»»

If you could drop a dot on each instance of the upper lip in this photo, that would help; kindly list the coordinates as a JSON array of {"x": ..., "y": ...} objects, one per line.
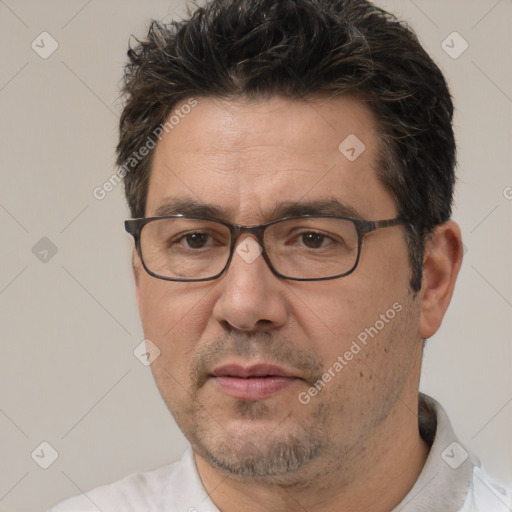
[{"x": 255, "y": 370}]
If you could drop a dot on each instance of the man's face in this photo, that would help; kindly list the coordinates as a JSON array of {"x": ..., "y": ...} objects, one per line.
[{"x": 241, "y": 354}]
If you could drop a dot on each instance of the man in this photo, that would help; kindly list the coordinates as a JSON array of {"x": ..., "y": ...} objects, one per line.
[{"x": 289, "y": 166}]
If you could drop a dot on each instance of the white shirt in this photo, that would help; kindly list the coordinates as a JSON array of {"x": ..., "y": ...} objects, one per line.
[{"x": 451, "y": 481}]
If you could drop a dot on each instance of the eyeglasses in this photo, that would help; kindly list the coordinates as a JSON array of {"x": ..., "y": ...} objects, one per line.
[{"x": 304, "y": 248}]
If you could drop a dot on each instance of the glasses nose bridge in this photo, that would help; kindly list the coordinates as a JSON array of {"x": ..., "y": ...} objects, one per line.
[{"x": 257, "y": 231}]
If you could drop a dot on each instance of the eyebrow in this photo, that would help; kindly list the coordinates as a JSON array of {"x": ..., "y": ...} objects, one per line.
[{"x": 191, "y": 207}]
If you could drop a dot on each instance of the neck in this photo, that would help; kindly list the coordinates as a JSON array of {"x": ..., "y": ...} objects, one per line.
[{"x": 375, "y": 479}]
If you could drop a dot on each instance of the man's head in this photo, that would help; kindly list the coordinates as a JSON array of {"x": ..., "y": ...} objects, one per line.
[
  {"x": 264, "y": 94},
  {"x": 299, "y": 50}
]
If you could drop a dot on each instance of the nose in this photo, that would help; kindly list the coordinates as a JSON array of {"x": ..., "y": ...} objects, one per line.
[{"x": 251, "y": 296}]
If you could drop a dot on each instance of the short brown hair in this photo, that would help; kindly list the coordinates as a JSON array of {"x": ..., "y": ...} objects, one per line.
[{"x": 302, "y": 49}]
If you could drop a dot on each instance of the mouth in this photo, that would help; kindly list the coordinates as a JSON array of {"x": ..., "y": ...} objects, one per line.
[{"x": 255, "y": 382}]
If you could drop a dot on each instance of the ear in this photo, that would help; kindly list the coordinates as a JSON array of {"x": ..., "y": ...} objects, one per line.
[{"x": 441, "y": 264}]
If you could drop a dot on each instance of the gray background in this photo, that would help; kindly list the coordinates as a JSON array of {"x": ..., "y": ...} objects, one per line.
[{"x": 69, "y": 324}]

««

[Prompt]
Output, exactly, all the records above; include no pictures.

[Complete response]
If you could drop a dot on each instance of the upper lip in this photo, that would help; kindly list the coordinates as a JSON array of {"x": ..., "y": ...} objects, one per line.
[{"x": 255, "y": 370}]
If you could drop a dot on each instance of the man's face in this photo, that would help; kindly list the coordinates as a JSON array of {"x": ..., "y": ...} objects, one per line.
[{"x": 241, "y": 354}]
If you could drop a dot on each instance of the man in this photo, that would help; kindly list the coordinates as a JSON array of {"x": ..., "y": ...} objects, one per line.
[{"x": 289, "y": 166}]
If you could drop a dot on each instance of the white shirt in this photo, that would help; kindly list the coordinates as a JSON array of {"x": ..., "y": ...} objects, one per line.
[{"x": 451, "y": 481}]
If you could drop a dot on each instance of the eyeglasses in this photo, that would help; kindly list the coordinates as a JSON array of {"x": ..., "y": ...} objects, one per line.
[{"x": 304, "y": 248}]
If you could drop a dot on each instance of the glasses nose bridge in this photo, that would help; kindly list the coordinates as a JSON array of {"x": ..., "y": ...} objects, one per line.
[{"x": 257, "y": 231}]
If you could drop a dot on each instance of the eyebrow in this photo, that would help; kindly list the coordinates as a JSON array of {"x": ..., "y": ...} objects, one per line.
[{"x": 191, "y": 207}]
If you could drop a dot on each instance of the neck in this photo, that would help; kindly list the coordinates as a JSON array of {"x": ..., "y": ...} objects, one per line.
[{"x": 375, "y": 479}]
If you could drop a dot on each instance of the man's head in this photo, that would help; kindly list the coordinates as a JSON array of {"x": ..., "y": ...} objects, one per line.
[
  {"x": 264, "y": 94},
  {"x": 299, "y": 50}
]
If you could drop a dot on each instance of the nose in this photo, that would help; kindly list the coordinates as a JSON array of {"x": ..., "y": ...} objects, one per line.
[{"x": 251, "y": 296}]
If you could drop a dot on each instance of the short brown hair in this photo, that would help; kindly list the coordinates as a JSON array of {"x": ..., "y": ...} objects, one per line.
[{"x": 302, "y": 49}]
If you could drop a dot on each instance of the mouth in this photo, that would help; kindly list the coordinates as a JSON array of {"x": ..., "y": ...} objects, one per line.
[{"x": 255, "y": 382}]
If you could drop a dot on each instance of the ear in this photo, that would help; kindly list the coordinates as a JSON array of {"x": ..., "y": ...} objects, one per line.
[{"x": 441, "y": 264}]
If you could drop a dot on each instance of the gray background in this photo, that would help; kindly list the coordinates as a JSON array of {"x": ..., "y": ...} objects, one per line.
[{"x": 69, "y": 324}]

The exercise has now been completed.